◆ Check your understanding ◆
1. Copy the part of the safety wheels thread that starts with "I was always" and goes on through "am I wrong?", word for word.
2. Repeat the records word for word, starting with their first line and going on through the line with "positive clicks: (349, 123)". Give only those lines.
-- Text follows --
# How do you feed past the safety wheels?



## MadMark (Jun 3, 2014)

How do you get a push stick past?

Is this really a 'safety' tool?

M


----------



## Loren (May 30, 2008)

Use a push stick in each hand. Different
shapes are available, some of which can be
held on the corner of the stock. Switch
hands as needed.

I have Board Buddies. I used them for
a few years but don't anymore. My favorite
similar safety device is a magnetic 
featherboard.


----------



## MadMark (Jun 3, 2014)

I was always told *not* to swap hands as this causes a full release of the stock & hence a safety violation.

How are you going to push between the two or past the blade?

I really don't see a safety improvement, or am I wrong?

Lets hear from someone that owns a set.

M


----------



## Loren (May 30, 2008)

I *do* own a set.


----------



## HTown (Feb 25, 2015)

I've got the Jessem version. The wheels keep the stock tight to the fence and prevent it from kicking back. If it posts properly, here is an image of a push stick I copied from a FWW article









.


----------



## MadMark (Jun 3, 2014)

No, I want to know how they improve safety. I have a full assortment of push blocks, the stick, the shoe, the pad. I can't see how any will work with this gadget. If you can explain how you would do it, that would be helpful.

M

HTown, I can see how that might work but it would help if the manual gave a hint. Lol


----------



## HTown (Feb 25, 2015)

The push part of the stick I posted is only 3/8 thick and passes under the wheels. It is fed flat, parallel to the table, just like the picture. Hope that helps


----------



## MadMark (Jun 3, 2014)

Yeah, I was thinking something similar. The manual says "feed the stock" but doesn't suggest how or with what

Loren: why did you stop using them?
-- Text concluded --
-- Records provided follows --
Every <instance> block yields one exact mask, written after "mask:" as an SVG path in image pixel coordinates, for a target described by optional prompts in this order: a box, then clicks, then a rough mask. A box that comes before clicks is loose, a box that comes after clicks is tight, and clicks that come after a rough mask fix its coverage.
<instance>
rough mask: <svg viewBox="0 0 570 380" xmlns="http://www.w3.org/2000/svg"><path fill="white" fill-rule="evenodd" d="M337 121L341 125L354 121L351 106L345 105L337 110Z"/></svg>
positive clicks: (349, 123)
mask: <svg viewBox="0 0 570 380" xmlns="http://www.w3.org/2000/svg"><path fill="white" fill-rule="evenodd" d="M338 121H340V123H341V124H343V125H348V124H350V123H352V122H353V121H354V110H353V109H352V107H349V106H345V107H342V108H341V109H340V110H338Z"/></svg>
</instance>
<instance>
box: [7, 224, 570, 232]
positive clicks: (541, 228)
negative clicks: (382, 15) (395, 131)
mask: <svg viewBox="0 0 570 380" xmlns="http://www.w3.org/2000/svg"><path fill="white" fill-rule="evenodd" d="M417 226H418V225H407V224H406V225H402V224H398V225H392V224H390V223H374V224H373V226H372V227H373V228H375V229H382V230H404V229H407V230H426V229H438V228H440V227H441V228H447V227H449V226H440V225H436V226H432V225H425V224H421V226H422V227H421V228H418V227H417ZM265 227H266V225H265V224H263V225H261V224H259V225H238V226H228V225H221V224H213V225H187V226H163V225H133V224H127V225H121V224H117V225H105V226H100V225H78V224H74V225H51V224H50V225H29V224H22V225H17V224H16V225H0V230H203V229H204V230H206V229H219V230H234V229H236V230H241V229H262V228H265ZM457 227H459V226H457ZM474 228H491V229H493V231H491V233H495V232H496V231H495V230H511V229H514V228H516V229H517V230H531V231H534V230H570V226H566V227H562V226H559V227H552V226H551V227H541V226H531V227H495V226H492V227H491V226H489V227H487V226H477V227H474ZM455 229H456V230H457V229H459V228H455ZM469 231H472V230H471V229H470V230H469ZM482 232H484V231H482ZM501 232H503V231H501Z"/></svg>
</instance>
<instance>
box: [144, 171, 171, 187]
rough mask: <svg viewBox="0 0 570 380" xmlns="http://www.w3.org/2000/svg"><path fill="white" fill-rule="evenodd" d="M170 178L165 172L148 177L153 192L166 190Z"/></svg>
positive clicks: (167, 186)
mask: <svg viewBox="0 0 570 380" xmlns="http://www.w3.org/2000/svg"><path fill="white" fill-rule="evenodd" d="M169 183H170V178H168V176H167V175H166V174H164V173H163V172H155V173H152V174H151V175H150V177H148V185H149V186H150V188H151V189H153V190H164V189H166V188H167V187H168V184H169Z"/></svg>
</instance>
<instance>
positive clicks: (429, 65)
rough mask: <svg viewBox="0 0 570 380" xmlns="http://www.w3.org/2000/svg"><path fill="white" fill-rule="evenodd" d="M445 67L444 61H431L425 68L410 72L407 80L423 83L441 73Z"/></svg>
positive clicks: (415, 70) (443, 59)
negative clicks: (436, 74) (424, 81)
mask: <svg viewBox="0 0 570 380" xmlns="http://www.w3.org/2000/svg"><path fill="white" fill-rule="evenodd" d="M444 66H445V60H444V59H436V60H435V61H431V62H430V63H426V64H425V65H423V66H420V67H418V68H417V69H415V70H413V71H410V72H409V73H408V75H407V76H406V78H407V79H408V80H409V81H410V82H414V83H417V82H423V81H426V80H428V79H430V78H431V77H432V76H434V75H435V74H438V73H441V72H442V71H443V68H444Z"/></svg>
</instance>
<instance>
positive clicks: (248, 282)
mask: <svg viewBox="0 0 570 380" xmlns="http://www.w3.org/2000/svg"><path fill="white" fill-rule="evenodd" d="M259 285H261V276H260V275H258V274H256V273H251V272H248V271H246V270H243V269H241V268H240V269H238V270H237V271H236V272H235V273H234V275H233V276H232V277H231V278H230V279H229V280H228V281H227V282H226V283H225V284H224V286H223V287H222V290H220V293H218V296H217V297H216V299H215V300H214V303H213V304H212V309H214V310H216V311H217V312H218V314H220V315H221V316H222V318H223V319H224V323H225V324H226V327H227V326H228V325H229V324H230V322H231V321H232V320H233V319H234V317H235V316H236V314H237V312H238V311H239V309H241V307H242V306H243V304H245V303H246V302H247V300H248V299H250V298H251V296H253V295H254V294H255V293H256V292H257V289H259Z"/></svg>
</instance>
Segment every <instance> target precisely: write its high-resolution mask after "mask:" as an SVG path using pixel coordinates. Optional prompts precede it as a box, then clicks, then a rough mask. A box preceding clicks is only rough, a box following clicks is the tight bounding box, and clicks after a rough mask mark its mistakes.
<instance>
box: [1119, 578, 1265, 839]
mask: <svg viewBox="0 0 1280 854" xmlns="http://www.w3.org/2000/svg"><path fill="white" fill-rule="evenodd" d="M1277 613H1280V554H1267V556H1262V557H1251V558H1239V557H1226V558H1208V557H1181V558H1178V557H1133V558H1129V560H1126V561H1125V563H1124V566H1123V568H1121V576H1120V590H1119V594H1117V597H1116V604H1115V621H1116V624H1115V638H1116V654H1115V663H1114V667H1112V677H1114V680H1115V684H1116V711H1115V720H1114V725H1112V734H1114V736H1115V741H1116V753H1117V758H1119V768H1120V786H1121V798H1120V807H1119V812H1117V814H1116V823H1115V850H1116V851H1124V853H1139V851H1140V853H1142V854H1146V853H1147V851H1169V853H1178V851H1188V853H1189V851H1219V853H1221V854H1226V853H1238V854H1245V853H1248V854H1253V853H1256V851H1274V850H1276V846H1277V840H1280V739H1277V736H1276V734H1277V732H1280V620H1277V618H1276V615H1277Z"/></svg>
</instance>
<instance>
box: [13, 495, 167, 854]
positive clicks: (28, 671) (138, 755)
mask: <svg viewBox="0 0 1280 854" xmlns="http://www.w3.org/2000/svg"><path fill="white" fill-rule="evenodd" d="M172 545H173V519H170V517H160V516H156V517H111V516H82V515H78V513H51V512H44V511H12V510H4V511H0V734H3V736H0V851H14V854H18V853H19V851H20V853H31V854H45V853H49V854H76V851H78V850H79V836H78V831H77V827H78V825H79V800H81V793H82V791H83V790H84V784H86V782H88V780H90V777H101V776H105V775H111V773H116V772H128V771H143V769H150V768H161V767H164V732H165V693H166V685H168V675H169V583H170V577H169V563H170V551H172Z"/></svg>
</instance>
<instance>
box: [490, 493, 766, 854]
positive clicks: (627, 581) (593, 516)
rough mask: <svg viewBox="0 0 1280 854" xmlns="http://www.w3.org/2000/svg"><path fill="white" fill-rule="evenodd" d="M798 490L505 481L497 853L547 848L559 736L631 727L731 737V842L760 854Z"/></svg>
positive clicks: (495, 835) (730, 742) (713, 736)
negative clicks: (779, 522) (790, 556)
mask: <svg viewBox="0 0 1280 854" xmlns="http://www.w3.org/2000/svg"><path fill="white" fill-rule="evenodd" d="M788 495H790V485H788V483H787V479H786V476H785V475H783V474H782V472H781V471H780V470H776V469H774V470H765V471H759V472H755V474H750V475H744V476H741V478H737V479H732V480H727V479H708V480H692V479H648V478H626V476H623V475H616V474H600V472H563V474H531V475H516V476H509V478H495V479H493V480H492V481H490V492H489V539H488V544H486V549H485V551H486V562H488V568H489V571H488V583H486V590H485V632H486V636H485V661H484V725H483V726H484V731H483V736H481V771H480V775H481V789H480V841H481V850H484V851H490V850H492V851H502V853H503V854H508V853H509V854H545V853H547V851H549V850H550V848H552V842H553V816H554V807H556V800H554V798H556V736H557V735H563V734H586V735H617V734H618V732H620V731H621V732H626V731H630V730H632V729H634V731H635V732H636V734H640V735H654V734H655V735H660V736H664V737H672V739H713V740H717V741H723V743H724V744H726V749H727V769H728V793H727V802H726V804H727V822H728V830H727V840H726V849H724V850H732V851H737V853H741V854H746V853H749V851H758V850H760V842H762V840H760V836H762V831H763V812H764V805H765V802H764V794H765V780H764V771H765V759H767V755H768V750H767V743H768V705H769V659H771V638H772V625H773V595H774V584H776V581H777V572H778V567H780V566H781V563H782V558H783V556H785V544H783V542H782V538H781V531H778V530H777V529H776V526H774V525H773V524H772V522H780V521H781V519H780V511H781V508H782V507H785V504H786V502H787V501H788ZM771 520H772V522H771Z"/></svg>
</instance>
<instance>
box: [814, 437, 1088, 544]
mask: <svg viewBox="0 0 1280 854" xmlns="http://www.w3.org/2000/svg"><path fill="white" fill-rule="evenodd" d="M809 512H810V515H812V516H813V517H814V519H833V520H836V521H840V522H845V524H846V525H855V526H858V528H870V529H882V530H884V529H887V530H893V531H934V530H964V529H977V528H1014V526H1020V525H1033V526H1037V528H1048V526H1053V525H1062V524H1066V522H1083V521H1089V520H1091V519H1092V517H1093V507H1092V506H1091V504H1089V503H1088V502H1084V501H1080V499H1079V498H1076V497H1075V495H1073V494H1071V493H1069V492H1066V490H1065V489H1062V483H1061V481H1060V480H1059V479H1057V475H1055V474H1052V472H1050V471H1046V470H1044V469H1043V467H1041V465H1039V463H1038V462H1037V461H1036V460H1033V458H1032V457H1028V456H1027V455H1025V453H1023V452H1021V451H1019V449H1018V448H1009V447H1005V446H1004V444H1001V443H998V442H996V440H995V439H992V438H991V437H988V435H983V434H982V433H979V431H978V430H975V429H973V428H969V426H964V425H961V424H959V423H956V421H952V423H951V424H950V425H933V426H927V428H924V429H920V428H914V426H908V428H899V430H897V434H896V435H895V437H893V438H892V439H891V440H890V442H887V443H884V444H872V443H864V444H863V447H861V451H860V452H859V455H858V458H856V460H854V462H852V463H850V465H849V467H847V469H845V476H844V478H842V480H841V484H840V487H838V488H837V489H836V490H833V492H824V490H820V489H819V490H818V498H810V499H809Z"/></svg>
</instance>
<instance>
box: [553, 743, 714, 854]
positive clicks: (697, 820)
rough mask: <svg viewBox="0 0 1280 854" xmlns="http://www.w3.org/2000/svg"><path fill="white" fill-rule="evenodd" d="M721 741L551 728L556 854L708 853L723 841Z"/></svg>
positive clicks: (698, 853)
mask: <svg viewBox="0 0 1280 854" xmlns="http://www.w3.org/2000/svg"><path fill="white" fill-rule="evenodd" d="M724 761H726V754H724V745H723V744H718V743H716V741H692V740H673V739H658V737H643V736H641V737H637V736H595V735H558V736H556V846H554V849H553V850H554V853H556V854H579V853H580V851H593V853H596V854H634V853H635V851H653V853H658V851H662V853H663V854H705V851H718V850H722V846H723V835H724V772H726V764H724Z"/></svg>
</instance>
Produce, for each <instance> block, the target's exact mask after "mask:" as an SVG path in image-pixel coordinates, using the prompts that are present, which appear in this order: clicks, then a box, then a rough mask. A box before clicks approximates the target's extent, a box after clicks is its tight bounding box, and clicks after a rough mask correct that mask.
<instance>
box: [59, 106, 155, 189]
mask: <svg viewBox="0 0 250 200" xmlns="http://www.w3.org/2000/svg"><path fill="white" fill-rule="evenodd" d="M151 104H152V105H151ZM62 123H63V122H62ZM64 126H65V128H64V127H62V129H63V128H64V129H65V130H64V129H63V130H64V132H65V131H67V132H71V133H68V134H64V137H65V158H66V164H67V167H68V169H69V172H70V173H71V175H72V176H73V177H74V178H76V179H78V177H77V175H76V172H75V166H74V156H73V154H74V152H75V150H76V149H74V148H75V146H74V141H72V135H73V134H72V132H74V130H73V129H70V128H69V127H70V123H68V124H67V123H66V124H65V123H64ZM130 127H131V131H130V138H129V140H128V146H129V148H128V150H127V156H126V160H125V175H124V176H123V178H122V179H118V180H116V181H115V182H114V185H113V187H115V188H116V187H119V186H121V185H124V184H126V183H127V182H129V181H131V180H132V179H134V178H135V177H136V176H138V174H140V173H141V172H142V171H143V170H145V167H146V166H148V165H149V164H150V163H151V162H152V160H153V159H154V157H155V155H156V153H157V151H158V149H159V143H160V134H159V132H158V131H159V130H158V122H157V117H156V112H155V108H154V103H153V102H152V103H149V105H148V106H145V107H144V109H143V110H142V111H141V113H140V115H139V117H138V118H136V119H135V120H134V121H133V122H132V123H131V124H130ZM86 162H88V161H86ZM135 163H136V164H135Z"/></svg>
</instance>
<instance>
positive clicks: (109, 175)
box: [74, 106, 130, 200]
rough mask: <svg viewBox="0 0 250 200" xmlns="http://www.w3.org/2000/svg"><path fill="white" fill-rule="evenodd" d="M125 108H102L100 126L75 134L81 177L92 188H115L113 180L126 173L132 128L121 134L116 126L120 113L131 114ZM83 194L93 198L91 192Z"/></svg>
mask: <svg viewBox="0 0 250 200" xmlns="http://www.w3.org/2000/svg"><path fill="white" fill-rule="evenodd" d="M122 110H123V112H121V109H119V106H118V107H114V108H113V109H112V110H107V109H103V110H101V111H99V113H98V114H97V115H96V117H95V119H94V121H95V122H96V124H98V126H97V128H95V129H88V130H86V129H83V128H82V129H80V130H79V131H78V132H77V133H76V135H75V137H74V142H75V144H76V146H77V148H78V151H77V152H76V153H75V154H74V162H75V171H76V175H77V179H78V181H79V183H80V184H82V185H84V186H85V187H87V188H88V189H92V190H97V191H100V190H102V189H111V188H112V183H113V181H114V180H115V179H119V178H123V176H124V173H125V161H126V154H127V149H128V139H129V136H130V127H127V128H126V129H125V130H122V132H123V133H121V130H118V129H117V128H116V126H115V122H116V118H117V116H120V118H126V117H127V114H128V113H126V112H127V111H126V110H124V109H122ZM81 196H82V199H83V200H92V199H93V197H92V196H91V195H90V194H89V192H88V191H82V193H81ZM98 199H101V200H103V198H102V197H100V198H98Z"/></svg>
-- Records provided concluded --
◆ Answers to this exercise ◆
1.
I was always told *not* to swap hands as this causes a full release of the stock & hence a safety violation.

How are you going to push between the two or past the blade?

I really don't see a safety improvement, or am I wrong?

2.
Every <instance> block yields one exact mask, written after "mask:" as an SVG path in image pixel coordinates, for a target described by optional prompts in this order: a box, then clicks, then a rough mask. A box that comes before clicks is loose, a box that comes after clicks is tight, and clicks that come after a rough mask fix its coverage.
<instance>
rough mask: <svg viewBox="0 0 570 380" xmlns="http://www.w3.org/2000/svg"><path fill="white" fill-rule="evenodd" d="M337 121L341 125L354 121L351 106L345 105L337 110Z"/></svg>
positive clicks: (349, 123)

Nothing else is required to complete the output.